=== Goal 1 ===
Please answer these from the Dell valuation post:
(a) How much ES&S revenue does Dell predict for 2016, based on the latest investor presentation?
(b) What operating margin is applied to reach $3.9B in 2017 operating income?
(c) What 2017 ES&S revenue results from assuming a 7.5% growth rate?
=== Goal 2 ===
Report each line of the records that contains the string "floor", treating uppercase and lowercase as different.

=== Given text ===
Here's another analysis of Dell using the same theory...assume the PC business is worthless, and do a valuation estimate!  Cheers!

 

http://seekingalpha.com/article/897521-dell-too-cheap-to-ignore?source=yahoo

 

Two questions:

 

1, Assuming the PC business is worthless. Based on the latest investor presentation, Dell predicts about $27.5B in ES&S revenue in 2016 :

http://i.dell.com/sites/content/corporate/secure/en/Documents/Consolidated_Deck_web_final.pdf

 

Assuming a 10% growth rate, you have $30B in ES&S revenue in 2017, not $41B. At 13% operating margins, you have $3.9B in

operating income in 2017.

 

Now that is assuming a 10% growth rate (including Dell's promised numbers). If you were to give yourself a margin of safety and assume a 7.5% growth rate, you end up with $27B in 2017 ES&S revenue and not $30B. Shouldn't we be using $3.5B in 2017 operating income?

=== Records ===

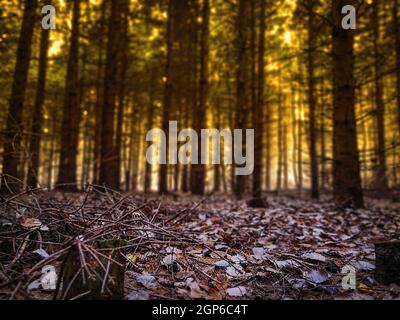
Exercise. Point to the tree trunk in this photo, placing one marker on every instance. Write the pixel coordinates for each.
(36, 129)
(99, 97)
(108, 166)
(241, 79)
(71, 111)
(259, 106)
(200, 170)
(121, 91)
(381, 175)
(346, 171)
(168, 92)
(312, 100)
(397, 44)
(12, 143)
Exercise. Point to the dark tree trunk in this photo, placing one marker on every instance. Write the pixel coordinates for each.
(381, 174)
(99, 97)
(121, 90)
(200, 170)
(108, 166)
(168, 92)
(259, 106)
(71, 110)
(13, 134)
(397, 44)
(36, 129)
(311, 29)
(346, 170)
(150, 122)
(241, 80)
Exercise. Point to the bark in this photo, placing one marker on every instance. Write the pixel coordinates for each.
(36, 129)
(108, 167)
(99, 96)
(200, 170)
(312, 99)
(346, 171)
(381, 175)
(168, 91)
(397, 45)
(241, 80)
(259, 105)
(13, 134)
(67, 177)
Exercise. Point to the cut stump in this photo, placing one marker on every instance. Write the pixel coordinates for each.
(387, 268)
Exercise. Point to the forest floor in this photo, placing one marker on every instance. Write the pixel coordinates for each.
(184, 247)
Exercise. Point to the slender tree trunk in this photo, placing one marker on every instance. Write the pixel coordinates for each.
(99, 97)
(381, 175)
(397, 45)
(346, 171)
(312, 100)
(168, 92)
(121, 90)
(67, 176)
(36, 129)
(242, 80)
(280, 141)
(13, 134)
(259, 105)
(150, 122)
(108, 167)
(200, 170)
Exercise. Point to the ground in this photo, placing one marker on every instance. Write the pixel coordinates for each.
(184, 247)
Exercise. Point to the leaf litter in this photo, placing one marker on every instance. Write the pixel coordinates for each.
(213, 248)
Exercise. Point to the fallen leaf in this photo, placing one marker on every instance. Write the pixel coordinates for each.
(236, 292)
(316, 276)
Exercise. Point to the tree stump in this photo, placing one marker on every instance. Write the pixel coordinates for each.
(387, 268)
(102, 278)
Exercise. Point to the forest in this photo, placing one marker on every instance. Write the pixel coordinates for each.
(199, 149)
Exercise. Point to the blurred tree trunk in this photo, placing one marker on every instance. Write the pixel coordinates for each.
(12, 143)
(242, 81)
(280, 139)
(311, 38)
(108, 166)
(168, 92)
(99, 96)
(346, 171)
(200, 170)
(122, 89)
(71, 111)
(259, 105)
(149, 124)
(36, 129)
(381, 175)
(397, 44)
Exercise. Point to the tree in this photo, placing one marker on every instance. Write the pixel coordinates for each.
(67, 176)
(199, 170)
(13, 134)
(109, 176)
(311, 39)
(346, 166)
(241, 79)
(396, 25)
(36, 128)
(381, 174)
(259, 106)
(168, 91)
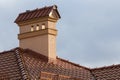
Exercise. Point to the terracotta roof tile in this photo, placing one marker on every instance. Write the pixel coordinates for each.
(26, 64)
(107, 73)
(9, 68)
(37, 13)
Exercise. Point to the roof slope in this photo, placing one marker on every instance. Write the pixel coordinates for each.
(35, 65)
(9, 66)
(37, 13)
(107, 73)
(23, 64)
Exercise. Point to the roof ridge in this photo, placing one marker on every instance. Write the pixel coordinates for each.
(75, 64)
(29, 11)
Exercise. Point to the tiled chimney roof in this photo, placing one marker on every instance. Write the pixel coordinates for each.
(37, 13)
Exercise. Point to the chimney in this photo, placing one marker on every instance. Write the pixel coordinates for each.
(38, 30)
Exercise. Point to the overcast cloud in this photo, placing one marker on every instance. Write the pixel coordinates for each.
(89, 30)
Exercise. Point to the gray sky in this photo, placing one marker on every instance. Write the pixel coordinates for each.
(89, 30)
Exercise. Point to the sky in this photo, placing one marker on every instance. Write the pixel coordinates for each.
(88, 31)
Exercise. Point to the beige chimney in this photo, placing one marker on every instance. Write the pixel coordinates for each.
(38, 30)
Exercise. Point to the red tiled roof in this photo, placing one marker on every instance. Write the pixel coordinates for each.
(37, 13)
(107, 73)
(25, 64)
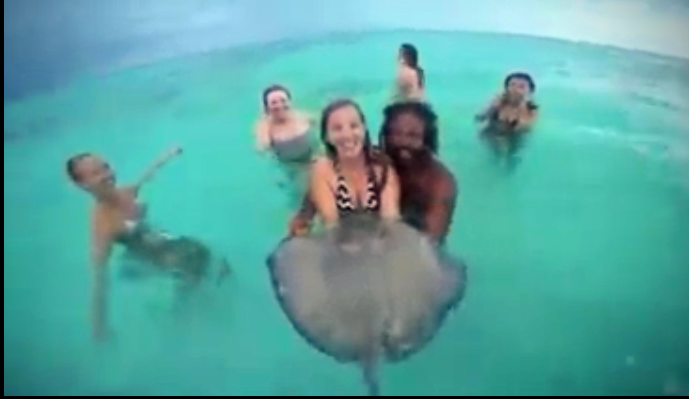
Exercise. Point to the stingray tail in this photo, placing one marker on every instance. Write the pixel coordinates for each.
(370, 370)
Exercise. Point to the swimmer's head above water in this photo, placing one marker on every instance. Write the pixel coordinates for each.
(519, 86)
(409, 134)
(409, 56)
(344, 132)
(276, 102)
(91, 173)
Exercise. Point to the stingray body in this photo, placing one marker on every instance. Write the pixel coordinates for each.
(366, 290)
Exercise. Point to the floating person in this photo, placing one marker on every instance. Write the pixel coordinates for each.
(428, 189)
(411, 80)
(350, 177)
(509, 117)
(284, 131)
(367, 290)
(118, 218)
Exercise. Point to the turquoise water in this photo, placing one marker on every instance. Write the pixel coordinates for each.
(578, 259)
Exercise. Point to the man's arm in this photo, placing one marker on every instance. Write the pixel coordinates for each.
(440, 209)
(154, 168)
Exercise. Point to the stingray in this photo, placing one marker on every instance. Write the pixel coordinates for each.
(366, 291)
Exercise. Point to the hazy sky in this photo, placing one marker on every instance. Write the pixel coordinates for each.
(48, 40)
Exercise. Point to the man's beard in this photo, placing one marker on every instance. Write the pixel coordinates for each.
(407, 158)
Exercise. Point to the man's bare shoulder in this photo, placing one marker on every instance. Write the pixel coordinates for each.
(444, 179)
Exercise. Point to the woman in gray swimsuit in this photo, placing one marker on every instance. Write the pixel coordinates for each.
(284, 130)
(118, 218)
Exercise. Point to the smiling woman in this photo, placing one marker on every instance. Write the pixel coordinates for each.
(589, 231)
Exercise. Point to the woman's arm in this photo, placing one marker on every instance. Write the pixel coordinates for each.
(321, 191)
(390, 195)
(262, 135)
(154, 168)
(101, 245)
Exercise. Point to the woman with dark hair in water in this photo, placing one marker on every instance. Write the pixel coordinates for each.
(118, 218)
(351, 178)
(410, 82)
(428, 189)
(509, 116)
(283, 129)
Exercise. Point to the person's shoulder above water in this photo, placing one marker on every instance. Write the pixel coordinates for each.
(443, 176)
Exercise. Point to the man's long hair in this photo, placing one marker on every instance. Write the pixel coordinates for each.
(422, 111)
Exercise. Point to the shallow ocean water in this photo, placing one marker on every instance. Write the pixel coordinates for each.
(578, 259)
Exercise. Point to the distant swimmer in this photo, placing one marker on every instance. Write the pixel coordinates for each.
(284, 130)
(411, 81)
(509, 116)
(118, 218)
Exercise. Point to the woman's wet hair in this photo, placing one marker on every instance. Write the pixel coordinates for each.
(521, 75)
(72, 164)
(410, 55)
(330, 149)
(271, 89)
(421, 110)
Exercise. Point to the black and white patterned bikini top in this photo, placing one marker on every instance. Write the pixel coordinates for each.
(345, 200)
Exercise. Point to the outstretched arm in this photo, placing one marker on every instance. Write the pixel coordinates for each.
(101, 244)
(153, 169)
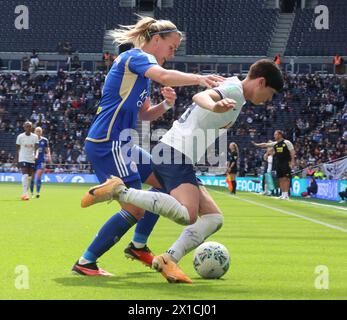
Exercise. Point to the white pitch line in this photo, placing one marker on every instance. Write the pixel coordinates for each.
(323, 205)
(328, 225)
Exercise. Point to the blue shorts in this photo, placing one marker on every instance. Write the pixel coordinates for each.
(171, 175)
(117, 158)
(28, 165)
(39, 165)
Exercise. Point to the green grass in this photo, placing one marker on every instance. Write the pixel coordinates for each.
(274, 254)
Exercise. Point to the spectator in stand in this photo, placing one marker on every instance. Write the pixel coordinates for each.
(343, 196)
(277, 59)
(107, 59)
(311, 189)
(34, 60)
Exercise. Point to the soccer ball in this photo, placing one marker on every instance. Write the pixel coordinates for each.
(211, 260)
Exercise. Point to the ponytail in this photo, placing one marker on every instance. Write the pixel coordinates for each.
(143, 31)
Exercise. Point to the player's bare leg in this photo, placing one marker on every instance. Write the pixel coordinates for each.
(159, 203)
(210, 221)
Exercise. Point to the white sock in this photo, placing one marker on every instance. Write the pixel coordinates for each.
(195, 234)
(25, 183)
(157, 202)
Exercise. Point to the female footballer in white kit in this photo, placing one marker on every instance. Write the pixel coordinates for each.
(27, 144)
(213, 109)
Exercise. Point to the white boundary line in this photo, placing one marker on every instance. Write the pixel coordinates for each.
(323, 205)
(328, 225)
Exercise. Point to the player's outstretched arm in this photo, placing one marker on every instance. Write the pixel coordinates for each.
(173, 78)
(261, 145)
(212, 101)
(150, 113)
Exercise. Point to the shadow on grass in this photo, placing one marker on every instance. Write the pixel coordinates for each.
(139, 281)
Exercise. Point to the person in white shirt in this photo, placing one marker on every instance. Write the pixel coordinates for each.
(212, 112)
(284, 155)
(27, 144)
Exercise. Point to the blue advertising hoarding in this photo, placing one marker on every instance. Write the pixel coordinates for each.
(327, 189)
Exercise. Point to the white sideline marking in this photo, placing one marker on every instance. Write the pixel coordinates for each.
(323, 205)
(328, 225)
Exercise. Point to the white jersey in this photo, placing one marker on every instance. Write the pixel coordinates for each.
(198, 128)
(27, 147)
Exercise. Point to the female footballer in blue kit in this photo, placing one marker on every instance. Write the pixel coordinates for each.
(126, 96)
(43, 149)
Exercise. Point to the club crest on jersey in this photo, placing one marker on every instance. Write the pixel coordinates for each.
(133, 166)
(143, 97)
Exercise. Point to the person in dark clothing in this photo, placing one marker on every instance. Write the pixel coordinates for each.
(313, 187)
(343, 196)
(233, 156)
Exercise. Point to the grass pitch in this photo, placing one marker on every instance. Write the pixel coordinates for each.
(277, 249)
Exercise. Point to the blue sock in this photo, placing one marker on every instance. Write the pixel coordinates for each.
(32, 184)
(38, 185)
(145, 226)
(109, 235)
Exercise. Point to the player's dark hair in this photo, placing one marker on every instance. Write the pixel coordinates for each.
(270, 71)
(280, 132)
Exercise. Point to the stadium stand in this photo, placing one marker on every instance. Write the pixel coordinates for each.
(306, 40)
(80, 22)
(242, 27)
(312, 110)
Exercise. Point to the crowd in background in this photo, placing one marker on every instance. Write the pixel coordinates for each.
(312, 110)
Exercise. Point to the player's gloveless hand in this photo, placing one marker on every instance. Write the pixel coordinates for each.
(169, 95)
(211, 81)
(224, 105)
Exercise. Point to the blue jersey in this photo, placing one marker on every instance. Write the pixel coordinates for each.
(125, 90)
(43, 144)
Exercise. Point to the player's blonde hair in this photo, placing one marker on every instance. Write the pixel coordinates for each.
(143, 31)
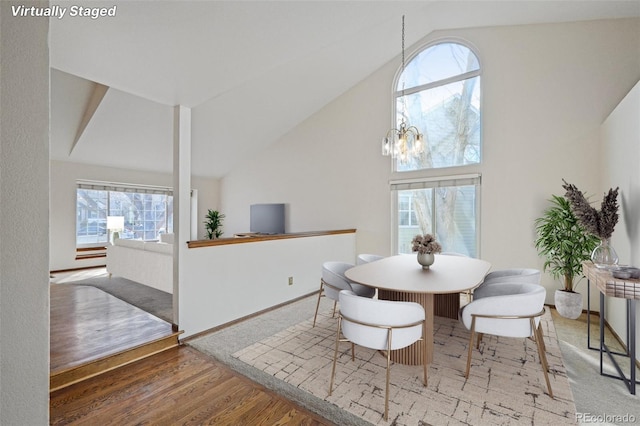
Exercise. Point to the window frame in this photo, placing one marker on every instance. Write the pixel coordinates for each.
(396, 94)
(471, 179)
(116, 187)
(440, 175)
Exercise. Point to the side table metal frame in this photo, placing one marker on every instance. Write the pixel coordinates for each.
(630, 382)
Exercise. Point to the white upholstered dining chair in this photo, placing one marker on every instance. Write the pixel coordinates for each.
(515, 312)
(333, 280)
(381, 325)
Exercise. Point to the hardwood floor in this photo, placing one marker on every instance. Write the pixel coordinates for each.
(93, 332)
(177, 386)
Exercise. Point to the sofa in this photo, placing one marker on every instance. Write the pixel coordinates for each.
(145, 262)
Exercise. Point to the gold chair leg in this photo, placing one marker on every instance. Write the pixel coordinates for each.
(335, 356)
(386, 392)
(318, 304)
(473, 332)
(479, 340)
(424, 351)
(542, 355)
(544, 348)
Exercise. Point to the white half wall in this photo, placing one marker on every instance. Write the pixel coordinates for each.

=== Expected answer 1 ===
(a) About $27.5B.
(b) 13%.
(c) $27B.

=== Expected answer 2 ===
Exercise. Point to the forest floor in this photo, placing one marker on every instance. Write the pixel coordinates for each.
Exercise. Point to the hardwood floor in this photo, placing one marker on every instance. Write the pixel coordinates for each.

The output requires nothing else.